#### Task statement
Print back every record below, exactly as it stands.

>>>

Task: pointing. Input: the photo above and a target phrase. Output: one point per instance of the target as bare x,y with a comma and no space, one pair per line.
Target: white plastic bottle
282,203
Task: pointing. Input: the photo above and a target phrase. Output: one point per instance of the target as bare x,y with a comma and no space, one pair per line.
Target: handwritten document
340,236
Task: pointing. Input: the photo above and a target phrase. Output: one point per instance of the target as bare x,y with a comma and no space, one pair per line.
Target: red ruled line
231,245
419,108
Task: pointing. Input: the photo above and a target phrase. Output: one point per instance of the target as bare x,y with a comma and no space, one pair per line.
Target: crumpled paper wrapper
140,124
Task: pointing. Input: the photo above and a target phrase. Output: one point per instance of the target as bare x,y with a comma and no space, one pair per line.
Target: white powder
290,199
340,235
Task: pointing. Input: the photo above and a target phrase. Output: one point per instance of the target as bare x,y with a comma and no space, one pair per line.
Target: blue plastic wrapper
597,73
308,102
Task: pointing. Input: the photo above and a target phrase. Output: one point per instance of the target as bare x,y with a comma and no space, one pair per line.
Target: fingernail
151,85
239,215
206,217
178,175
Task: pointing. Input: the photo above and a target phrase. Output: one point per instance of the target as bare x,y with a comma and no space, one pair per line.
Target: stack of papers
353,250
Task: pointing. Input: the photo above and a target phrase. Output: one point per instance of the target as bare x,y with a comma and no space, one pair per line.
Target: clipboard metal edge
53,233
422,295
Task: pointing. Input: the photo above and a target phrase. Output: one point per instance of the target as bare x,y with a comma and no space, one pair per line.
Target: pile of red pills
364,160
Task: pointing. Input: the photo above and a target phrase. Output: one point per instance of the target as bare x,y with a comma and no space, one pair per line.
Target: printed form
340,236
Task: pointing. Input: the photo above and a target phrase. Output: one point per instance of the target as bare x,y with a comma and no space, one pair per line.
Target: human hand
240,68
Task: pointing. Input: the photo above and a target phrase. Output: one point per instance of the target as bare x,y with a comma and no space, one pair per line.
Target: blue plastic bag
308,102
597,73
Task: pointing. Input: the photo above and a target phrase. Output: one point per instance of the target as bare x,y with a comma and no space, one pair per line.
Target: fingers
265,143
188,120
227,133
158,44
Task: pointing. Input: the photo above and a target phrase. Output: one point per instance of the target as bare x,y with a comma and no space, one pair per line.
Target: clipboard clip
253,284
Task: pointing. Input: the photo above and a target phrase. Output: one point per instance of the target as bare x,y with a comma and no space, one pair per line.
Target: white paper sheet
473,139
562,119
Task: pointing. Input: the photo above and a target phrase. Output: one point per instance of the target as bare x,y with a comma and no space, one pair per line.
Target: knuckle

<<<

#### Result of this task
Task: pointing. Input: the photo above and a target phrase. Output: one point per instance of the target as bare x,y with a comma and no space, one pair per line.
Target: white plastic bottle
282,203
Task: pointing. Input: the photo above and a target phrase. Output: one point per instance of the target as bare x,y with a comma and no space, one pair per line.
Target: handwritten document
340,236
Task: pointing. Input: the photo above and a target phrase. Output: one point per instance of the target as bare x,y with a comma and no space, one pair per line.
Target: red ruled line
231,245
419,108
Task: pointing. Input: the photo above and a target phrase. Output: one point per instance of the target as bare x,y with a comma and no space, one pair per line.
Target: crumpled paper wrapper
140,124
Task: pointing. Input: the photo above and a target phrase. Output: one point per instance of the target as bare x,y with a comma and no space, one pair per line.
Target: white powder
290,199
340,235
Task: pointing. Input: the photo above and a target phrase. Output: one point per instance of the target as bare x,y with a comma and no space, one pair per line.
Target: blue plastic wrapper
597,73
308,102
Task: pointing. Input: the photo above and a target phrase. Output: one point per instance of the target as bare x,y with a comma and no space, one pair per line.
Target: fingernail
151,85
239,215
206,217
178,175
Task: pointing. Input: the photo above and a target phrase. Output: one point per instance of the target as bare x,y with a comma and no space, one pair per line.
Target: stack of papers
353,250
Task: pointing. Input: the photo above and a target phrase. Output: one point per instance of the target as bare x,y with a comma and no space, one pair per line.
Target: clipboard metal edge
53,233
422,295
Task: pointing. Input: the photo above and a target phrase. Output: one point per instance of the target as bare x,y with a comma and no space, one pair per line.
Target: pile of red pills
364,160
Task: pointing. Input: the photo above and a target phrase. Output: one point per instance of the target as bare x,y with a comma and no space, one pair per line.
Target: printed form
340,236
Task: pointing. Input: the photo above and a target phrase. Output: one point per instance of the target as bare x,y with a comma and no space, one pair per line.
Target: human hand
240,68
Task: pointing. Input: the photo above and a target phrase. Output: one point per instance of the target as bare x,y with a comma and no space, one pair per line.
Target: blue plastic bag
308,102
597,73
Task: pointing. Input: the photo above and a target phrase. Output: one point per instance of the target as bare x,y with a comma and no space, one pair per line.
Target: fingers
265,143
188,120
227,133
158,44
Task: pointing. Input: the photo above and a target phrase. Output: one point per instance of the target as bare x,y with a comma and no space, one pair per line.
Target: clipboard clip
253,284
Task: pointing. Input: the photo above and a target phrase. Output: one point per instance of the target as bare x,y with a comma and no space, one pair per line.
Target: white paper sheet
473,139
562,119
Task: pointing. Input: the photo above and a target phrase. Output: one point per instance of the target as bare x,y with a comma and no space, one pair per line.
Target: knuckle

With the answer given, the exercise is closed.